** START Extract **

Robin Hood hashing

2013 November 11

As I am still doing research on open addressing hash table algorithms, I tested an approach called Robin Hood hashing. Just like for other reordering schemes, Robin Hood hashing will move entries that are already stored in the hash table as new items are inserted. In the original Robin Hood paper, it is claimed that Robin Hood hashing is very efficient due to the fact that the probe sequence length has a small and almost constant variance.

In this article, I am presenting how Robin Hood hashing handles insertion, deletion, and search, including a graphical representation for the insertion operation. I then use my own C++ implementation of Robin Hood hashing to see how the algorithm behaves under various load conditions and try to determine how efficient it really is. Finally, I discuss some of the drawbacks of Robin Hood hashing, and its applicability for the implementation of an on-disk key-value store.

robin-hood-hashing-more-web

1. Overview

Robin Hood hashing was introduced by Pedro Celis in his thesis in 1986 [1]. The idea is that entries are moved around based on how far they are from their initial buckets — the initial bucket being the bucket to which an entry is hashed. Robin Hood hashing takes buckets from entries that are closer to their initial buckets compared to the entries that need to be inserted. In that way, it takes from the riches and gives to the poor, which is where the name “Robin Hood hashing” originates.

Throughout this article, I will be referencing sections and figures from the original paper. When I do that, I will add “OP-” to the numeration of the sections and figures, in order to differentiate them from the references to the sections and figures of this article. For instance, Figure 1.2 from the original paper will be referred as Figure OP-1.2. In addition, the only copy of the original paper [1] that I was able to find is missing two pages, pp16-17. I believe that those pages did not hold any crucial information, and that it is possible to get a full understanding of Robin Hood hashing without them.

UPDATE 2014-03-15: The copy of the original paper [1] was updated and the two missing pages are now available.

** END Extract **

> _To be done_:
1/ Decide whether each statement agrees with the article on Robin Hood hashing, and answer yes or no with the deciding words quoted: (a) Robin Hood hashing first appeared in a thesis from 1986. (b) The author tested the algorithm with a Java implementation. (c) The missing pages of the original paper were still unavailable at the last update.
2/ List every operation that the article on Robin Hood hashing says it will show the algorithm handling.
3/ Rewrite the article's text starting at "In this article, I" and ending at "on-disk key-value store.", replacing "drawbacks" with "limitations".
The lines that come next are separate material with no connection to the article.

** START Given data **

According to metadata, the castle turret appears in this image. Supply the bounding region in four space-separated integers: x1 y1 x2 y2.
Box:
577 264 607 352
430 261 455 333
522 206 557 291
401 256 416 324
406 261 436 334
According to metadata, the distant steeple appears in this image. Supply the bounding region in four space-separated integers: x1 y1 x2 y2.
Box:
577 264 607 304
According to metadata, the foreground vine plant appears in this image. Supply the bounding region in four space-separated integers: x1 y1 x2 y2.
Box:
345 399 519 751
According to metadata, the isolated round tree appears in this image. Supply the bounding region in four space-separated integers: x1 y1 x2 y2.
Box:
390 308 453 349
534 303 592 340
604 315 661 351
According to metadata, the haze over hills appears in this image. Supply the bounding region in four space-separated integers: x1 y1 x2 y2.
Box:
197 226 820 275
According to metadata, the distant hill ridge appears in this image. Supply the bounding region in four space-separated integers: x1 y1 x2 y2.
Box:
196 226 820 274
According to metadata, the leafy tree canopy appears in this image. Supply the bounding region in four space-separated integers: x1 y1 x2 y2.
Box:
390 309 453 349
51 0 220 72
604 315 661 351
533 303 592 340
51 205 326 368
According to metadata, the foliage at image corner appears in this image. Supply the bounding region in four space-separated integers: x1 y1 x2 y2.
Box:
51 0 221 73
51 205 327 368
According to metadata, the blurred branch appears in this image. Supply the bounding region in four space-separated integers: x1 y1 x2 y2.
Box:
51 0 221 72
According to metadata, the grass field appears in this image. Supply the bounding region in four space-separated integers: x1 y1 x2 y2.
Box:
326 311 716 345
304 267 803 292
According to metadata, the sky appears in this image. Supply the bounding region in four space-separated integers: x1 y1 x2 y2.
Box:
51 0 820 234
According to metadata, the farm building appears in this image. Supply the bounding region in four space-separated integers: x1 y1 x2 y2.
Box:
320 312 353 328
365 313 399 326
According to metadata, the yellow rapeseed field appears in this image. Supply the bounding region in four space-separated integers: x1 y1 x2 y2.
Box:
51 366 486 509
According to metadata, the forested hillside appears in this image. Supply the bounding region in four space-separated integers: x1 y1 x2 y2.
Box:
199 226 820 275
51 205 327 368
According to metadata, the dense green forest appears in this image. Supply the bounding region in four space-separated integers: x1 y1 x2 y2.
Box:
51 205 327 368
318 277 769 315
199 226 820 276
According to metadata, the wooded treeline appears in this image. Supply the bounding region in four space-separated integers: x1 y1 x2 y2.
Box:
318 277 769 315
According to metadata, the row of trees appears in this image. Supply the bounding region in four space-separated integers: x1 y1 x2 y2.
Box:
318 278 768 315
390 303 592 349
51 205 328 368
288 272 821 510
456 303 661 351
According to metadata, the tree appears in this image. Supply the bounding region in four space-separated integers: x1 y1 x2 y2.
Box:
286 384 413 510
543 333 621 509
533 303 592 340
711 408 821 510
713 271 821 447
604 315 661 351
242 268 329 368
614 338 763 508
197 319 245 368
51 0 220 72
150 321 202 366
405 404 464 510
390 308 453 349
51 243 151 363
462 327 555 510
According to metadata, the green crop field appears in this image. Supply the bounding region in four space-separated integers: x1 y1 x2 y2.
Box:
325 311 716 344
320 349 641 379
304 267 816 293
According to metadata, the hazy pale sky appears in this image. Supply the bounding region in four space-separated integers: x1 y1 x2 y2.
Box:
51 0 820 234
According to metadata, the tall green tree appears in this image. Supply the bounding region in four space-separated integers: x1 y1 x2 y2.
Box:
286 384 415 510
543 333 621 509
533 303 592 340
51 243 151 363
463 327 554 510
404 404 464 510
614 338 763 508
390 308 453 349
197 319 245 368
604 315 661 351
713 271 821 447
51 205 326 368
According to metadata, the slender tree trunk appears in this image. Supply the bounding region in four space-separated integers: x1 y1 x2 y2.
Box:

** END Given data **

> _Task results_:
1/
(a) Yes: "Robin Hood hashing was introduced by Pedro Celis in his thesis in 1986"
(b) No: "I then use my own C++ implementation of Robin Hood hashing"
(c) No: "the two missing pages are now available"

2/ insertion, deletion, search

3/
In this article, I am presenting how Robin Hood hashing handles insertion, deletion, and search, including a graphical representation for the insertion operation. I then use my own C++ implementation of Robin Hood hashing to see how the algorithm behaves under various load conditions and try to determine how efficient it really is. Finally, I discuss some of the limitations of Robin Hood hashing, and its applicability for the implementation of an on-disk key-value store.